[start]

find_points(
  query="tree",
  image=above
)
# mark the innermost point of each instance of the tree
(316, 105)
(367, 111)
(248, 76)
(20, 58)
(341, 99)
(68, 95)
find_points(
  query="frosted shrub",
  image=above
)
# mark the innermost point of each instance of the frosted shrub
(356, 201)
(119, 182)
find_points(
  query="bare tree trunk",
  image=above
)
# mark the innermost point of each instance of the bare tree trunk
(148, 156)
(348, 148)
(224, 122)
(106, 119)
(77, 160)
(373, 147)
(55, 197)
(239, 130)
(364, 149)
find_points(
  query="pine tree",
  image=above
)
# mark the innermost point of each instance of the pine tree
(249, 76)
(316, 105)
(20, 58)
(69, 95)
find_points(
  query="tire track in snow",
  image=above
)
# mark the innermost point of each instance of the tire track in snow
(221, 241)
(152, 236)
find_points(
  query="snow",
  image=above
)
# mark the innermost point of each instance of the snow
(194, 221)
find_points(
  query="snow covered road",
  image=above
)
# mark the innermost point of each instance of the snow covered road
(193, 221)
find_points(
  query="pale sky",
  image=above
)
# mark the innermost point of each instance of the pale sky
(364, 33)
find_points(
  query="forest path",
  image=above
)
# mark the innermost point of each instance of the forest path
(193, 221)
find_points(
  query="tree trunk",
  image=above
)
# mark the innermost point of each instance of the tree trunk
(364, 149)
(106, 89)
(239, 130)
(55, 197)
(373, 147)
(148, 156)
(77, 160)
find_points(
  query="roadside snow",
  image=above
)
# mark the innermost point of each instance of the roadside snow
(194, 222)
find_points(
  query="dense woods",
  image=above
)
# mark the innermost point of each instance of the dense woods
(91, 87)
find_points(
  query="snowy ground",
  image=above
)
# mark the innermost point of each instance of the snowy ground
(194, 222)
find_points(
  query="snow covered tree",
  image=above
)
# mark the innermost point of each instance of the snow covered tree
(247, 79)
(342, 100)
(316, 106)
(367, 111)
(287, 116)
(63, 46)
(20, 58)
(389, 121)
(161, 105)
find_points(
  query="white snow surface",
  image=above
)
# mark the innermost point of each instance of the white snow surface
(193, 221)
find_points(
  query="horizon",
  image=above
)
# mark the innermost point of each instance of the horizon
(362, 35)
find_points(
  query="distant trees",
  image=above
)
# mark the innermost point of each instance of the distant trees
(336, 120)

[end]

What the task asks: Which lines in the records above contain the word "snowy"? Collect every such line and copy it out whole, treating case as significant.

Solution to the exercise:
  query="snowy ground",
# mark the innermost point of each instance of the snowy ground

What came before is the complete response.